:: Passage to read

Here's a short video he sent in today. The motor was already hot rodded when exported (L28 to 3.0), extensive head work etc. 

Link on engine builder => Welcome to Rebello Racing
Gary's KGC10 Skyline In Action - Now with Robello Racing 3.2 Built Motor - YouTube





Pics from when in Japan. Like the devil in black!


----------



## FeastJapan (Oct 21, 2008)

Mods, I used the you tube tag - why is the video not showing?


----------



## Nigel-Power (Dec 16, 2009)

That's a sweet looking vintage, love it 

3.2L engine  it must really go !


----------



## ANDY H (Mar 17, 2005)

Mmmmm I like that a lot!!


----------



## infamous_t (Jul 9, 2007)

Fantastic!


----------



## Jags (May 20, 2007)

Loving that!


----------



## smallz (Aug 10, 2010)

that is awesome! :smokin:


----------



## nightcrawler (May 7, 2010)

beauty and beast! :thumbsup:


----------



## FeastJapan (Oct 21, 2008)

Some new photos of Gary's Hako below. He did a number on the wheels


----------



## Bajie (Dec 13, 2001)

Bloody Hell thats beautiful!


----------



## nozza1 (Jan 13, 2007)

that looks awesome.

Nice find that, Adam.:thumbsup:


----------



## northstar34 (Jul 24, 2009)

nightcrawler said:


> beauty and beast! :thumbsup:




My words exactly.!!


----------



## Gaz. (Mar 4, 2013)

Such a beautiful looking Hako!


----------



## FeastJapan (Oct 21, 2008)

Check this out hahaha
1971 Skyline 2000GT - YouTube


----------



## amervyn123 (Aug 11, 2012)

wow that is amazing. Love the wheels and how it sits on them.


----------



## grahamc (Oct 1, 2006)

How have I missed this?!


----------



## amervyn123 (Aug 11, 2012)

truly gorgeous :bowdown1:
wish I could own one


----------



## Buzby (May 15, 2013)

I think I just did a sex wee. F**king love your car:bowdown1:


----------



## EF Ian (Jan 11, 2013)

Very Nice


----------



## DINGER B (Jul 8, 2012)

That is beautiful.... Would love that.


----------



## saucyboy (Nov 1, 2009)

I want one of these sooooo bad :smokin:


----------



## MxS-PoWeR (Oct 28, 2012)

hell expensive old car , nice


----------

::::

### Stated exercise 1
In the Skyline forum thread, Nigel-Power concludes that the car "must really go." Explain what the thread gives as the basis for that conclusion.
### Stated exercise 2
List every distinct emoticon code, written between colons, that members use in the Skyline forum thread.
### Stated exercise 3
Answer these questions from the Skyline forum thread.
(a) What change had been made to the motor by the time the car was exported?
(b) What did FeastJapan ask the mods about after using the YouTube tag?
(c) What year and model appear in the title of the video that FeastJapan introduces with "Check this out hahaha"?
Use only the Skyline forum thread to complete the tasks.

:: Extracted data

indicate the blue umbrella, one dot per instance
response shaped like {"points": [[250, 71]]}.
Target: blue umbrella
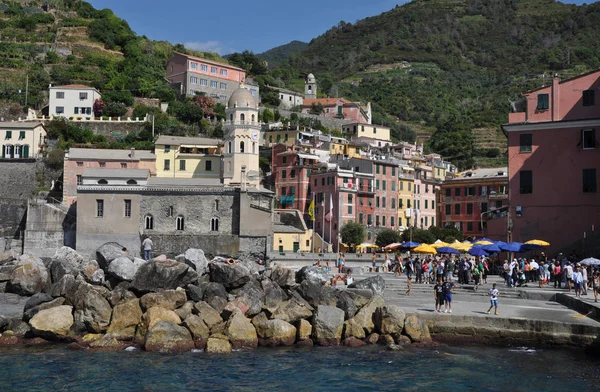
{"points": [[477, 251], [491, 248], [410, 245], [447, 249], [511, 247]]}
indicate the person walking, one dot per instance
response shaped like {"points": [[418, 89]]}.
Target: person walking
{"points": [[493, 299], [147, 246]]}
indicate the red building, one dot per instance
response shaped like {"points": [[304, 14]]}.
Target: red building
{"points": [[473, 199], [553, 162]]}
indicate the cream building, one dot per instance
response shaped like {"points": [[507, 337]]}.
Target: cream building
{"points": [[21, 140], [73, 100]]}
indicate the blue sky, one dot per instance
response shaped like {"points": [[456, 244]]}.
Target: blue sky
{"points": [[236, 25]]}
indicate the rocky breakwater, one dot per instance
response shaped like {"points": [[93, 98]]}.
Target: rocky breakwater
{"points": [[114, 301]]}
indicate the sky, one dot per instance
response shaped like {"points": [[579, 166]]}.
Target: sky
{"points": [[236, 25]]}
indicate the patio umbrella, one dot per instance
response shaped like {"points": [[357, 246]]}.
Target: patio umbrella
{"points": [[590, 261], [410, 244], [424, 248], [449, 250], [477, 251]]}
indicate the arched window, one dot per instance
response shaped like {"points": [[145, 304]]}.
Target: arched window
{"points": [[149, 222], [179, 223]]}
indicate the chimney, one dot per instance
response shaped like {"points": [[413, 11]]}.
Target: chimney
{"points": [[555, 99]]}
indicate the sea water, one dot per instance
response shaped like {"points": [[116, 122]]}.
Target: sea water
{"points": [[472, 368]]}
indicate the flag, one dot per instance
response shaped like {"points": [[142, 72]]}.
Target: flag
{"points": [[329, 215]]}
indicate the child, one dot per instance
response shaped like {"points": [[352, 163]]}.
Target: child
{"points": [[493, 299]]}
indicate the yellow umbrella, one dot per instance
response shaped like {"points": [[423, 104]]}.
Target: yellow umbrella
{"points": [[537, 242], [424, 248]]}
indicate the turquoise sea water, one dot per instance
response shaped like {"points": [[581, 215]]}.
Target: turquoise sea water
{"points": [[312, 369]]}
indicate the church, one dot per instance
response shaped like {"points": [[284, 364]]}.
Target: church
{"points": [[206, 194]]}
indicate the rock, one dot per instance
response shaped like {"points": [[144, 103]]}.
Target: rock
{"points": [[125, 318], [312, 274], [35, 305], [353, 342], [416, 329], [186, 310], [195, 258], [52, 323], [364, 317], [167, 299], [352, 329], [273, 293], [66, 261], [229, 275], [166, 336], [372, 338], [218, 346], [29, 276], [240, 331], [195, 293], [208, 314], [304, 329], [389, 319], [91, 308], [375, 283], [109, 252], [122, 268], [165, 275], [328, 323], [284, 277], [197, 327]]}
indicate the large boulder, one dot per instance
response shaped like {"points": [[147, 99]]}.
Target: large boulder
{"points": [[166, 336], [66, 261], [208, 314], [167, 299], [284, 277], [29, 276], [91, 308], [375, 283], [328, 324], [416, 329], [312, 274], [109, 252], [364, 317], [229, 275], [389, 319], [125, 318], [195, 258], [163, 275], [122, 268], [240, 331], [53, 323]]}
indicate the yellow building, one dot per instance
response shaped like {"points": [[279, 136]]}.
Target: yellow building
{"points": [[406, 189], [188, 157], [21, 140]]}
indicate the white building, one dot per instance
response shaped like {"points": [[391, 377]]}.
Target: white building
{"points": [[73, 100]]}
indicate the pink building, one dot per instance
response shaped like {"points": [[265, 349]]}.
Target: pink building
{"points": [[78, 159], [553, 162]]}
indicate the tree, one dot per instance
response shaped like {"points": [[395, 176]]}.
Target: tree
{"points": [[386, 237], [352, 233]]}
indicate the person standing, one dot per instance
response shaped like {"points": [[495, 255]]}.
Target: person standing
{"points": [[448, 287], [493, 299], [147, 245]]}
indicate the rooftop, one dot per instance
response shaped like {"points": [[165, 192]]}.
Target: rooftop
{"points": [[181, 140], [109, 155]]}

::::

### Task answer 1
Nigel-Power bases the conclusion on the car's 3.2L engine, which is mentioned right before the remark "it must really go !"

### Task answer 2
:smokin:, :thumbsup:, :bowdown1:

### Task answer 3
(a) It had been taken from an L28 to 3.0, with extensive head work.
(b) FeastJapan asked why the video was not showing.
(c) 1971 Skyline 2000GT